Please transcribe the data exactly, with nothing left out.

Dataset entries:
----

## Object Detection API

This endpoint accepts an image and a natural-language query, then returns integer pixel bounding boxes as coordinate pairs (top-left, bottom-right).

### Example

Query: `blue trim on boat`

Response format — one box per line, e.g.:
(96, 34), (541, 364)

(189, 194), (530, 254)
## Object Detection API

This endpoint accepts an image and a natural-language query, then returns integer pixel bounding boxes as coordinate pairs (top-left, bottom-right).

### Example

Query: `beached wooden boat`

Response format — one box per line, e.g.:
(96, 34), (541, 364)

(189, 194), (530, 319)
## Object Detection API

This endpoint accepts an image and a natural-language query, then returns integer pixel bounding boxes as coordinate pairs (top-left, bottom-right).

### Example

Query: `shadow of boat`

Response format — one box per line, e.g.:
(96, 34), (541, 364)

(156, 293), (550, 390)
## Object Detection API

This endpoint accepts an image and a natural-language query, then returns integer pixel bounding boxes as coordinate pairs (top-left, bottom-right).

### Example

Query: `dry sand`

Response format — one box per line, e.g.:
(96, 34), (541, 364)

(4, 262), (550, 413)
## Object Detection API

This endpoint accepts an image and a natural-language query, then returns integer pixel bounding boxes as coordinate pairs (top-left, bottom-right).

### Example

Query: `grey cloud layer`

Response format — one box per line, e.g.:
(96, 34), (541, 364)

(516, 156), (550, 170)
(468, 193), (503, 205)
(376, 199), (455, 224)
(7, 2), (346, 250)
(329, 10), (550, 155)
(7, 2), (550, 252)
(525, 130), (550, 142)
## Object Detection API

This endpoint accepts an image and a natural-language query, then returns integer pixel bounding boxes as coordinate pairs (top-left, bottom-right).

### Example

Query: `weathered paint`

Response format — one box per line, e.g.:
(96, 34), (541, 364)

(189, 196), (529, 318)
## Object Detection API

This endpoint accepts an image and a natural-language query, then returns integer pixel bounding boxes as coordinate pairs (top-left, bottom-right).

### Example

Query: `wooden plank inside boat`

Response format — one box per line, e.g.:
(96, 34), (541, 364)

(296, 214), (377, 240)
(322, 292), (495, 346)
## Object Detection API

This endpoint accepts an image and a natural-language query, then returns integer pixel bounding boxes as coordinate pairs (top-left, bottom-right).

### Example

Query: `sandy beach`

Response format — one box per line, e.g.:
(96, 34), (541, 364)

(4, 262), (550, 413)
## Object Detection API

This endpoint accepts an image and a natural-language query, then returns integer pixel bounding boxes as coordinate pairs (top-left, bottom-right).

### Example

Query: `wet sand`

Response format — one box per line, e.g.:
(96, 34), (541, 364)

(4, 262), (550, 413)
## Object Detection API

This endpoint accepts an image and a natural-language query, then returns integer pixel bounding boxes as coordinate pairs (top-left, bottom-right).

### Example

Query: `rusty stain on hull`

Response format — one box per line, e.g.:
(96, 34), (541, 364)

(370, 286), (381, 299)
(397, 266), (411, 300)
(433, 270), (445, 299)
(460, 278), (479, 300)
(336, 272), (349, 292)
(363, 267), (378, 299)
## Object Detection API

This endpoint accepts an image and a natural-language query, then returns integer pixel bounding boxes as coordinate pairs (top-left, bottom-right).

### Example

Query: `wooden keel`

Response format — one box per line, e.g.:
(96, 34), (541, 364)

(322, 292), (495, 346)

----

TASK RESULT:
## Object Detection API

This endpoint accepts an image and a natural-language query, then returns integer pixel bounding boxes as coordinate pairs (top-left, bottom-right).

### Example

Query: `blue trim on boat`

Response format — one box per line, e.g.:
(96, 34), (541, 364)

(189, 194), (530, 254)
## Object Detection API

This endpoint accepts an image and a natural-language query, then returns integer pixel bounding boxes as coordinate pairs (top-left, bottom-right).

### Example

Query: `beached wooden boat`

Response format — one box per line, e.g.:
(96, 34), (541, 364)

(189, 194), (530, 319)
## Object Detection API

This endpoint accepts an image and a natural-language query, then returns integer pixel bounding boxes as coordinate pairs (top-left, bottom-right).

### Example

Query: `shadow of boat`

Response format — one box per line, e.g.:
(96, 34), (541, 364)

(156, 293), (550, 390)
## Object Detection API

This endpoint accepts an image and a natural-language query, then returns integer pixel bounding boxes as coordinate pairs (top-left, bottom-right).

### Example

Query: `dry sand`

Response format — one box per line, e.g.:
(96, 34), (541, 364)

(4, 262), (550, 413)
## Object Detection API

This endpoint accepts an image and a natural-language query, then returns integer pixel bounding boxes as coordinate pairs (top-left, bottom-right).

### Example

Query: `grey cloud layer`

Response format — one box per line, e.g.:
(96, 34), (541, 364)

(516, 156), (550, 170)
(468, 193), (503, 205)
(376, 199), (455, 224)
(7, 2), (346, 250)
(329, 10), (550, 155)
(7, 2), (550, 252)
(525, 130), (550, 142)
## Object Detection API

This endpoint accepts an image and a natural-language query, then returns integer pixel bounding boxes as coordinate pairs (top-left, bottom-right).

### Example

Query: `weathered paint`

Response format — one box per line, e.g.:
(96, 34), (541, 364)

(189, 196), (529, 318)
## Object Detection API

This endpoint accepts an image and a natural-language query, then returns integer pixel bounding boxes as coordinate pairs (top-left, bottom-right).

### Example

Query: `wooden plank inside boat`

Response format — one box per line, e.g.:
(96, 34), (541, 364)

(296, 214), (377, 240)
(322, 292), (495, 346)
## Object Detection API

This endpoint accepts an image and a natural-language query, then returns integer pixel bounding boxes as coordinate pairs (top-left, bottom-right).

### Example

Query: `sandy beach`

Response format — one box per line, e.g.:
(96, 34), (541, 364)

(4, 262), (550, 413)
## Object Detection API

This endpoint accepts an image and a natural-language query, then returns integer pixel bounding boxes as coordinate pairs (top-left, bottom-right).

### Example

Query: `wet sand`

Response format — one box per line, e.g.:
(96, 34), (541, 364)

(4, 262), (550, 413)
## Object Detection API

This endpoint accepts an image and a natural-language query, then returns integer pixel bounding boxes as coordinate pairs (top-left, bottom-right).

### Example

Query: `rusty stain on hull`

Response format — one box per line, e.g.:
(96, 34), (541, 364)

(370, 286), (381, 299)
(397, 266), (411, 300)
(433, 270), (445, 299)
(460, 278), (479, 300)
(336, 272), (349, 292)
(363, 267), (378, 299)
## Object Detection API

This endpoint accepts an image and a natural-language query, then returns integer pixel bounding boxes as coordinate pairs (top-left, bottom-right).

### Example

Query: `wooden keel`

Response format — one box per line, e.g.:
(96, 34), (541, 364)

(322, 292), (495, 346)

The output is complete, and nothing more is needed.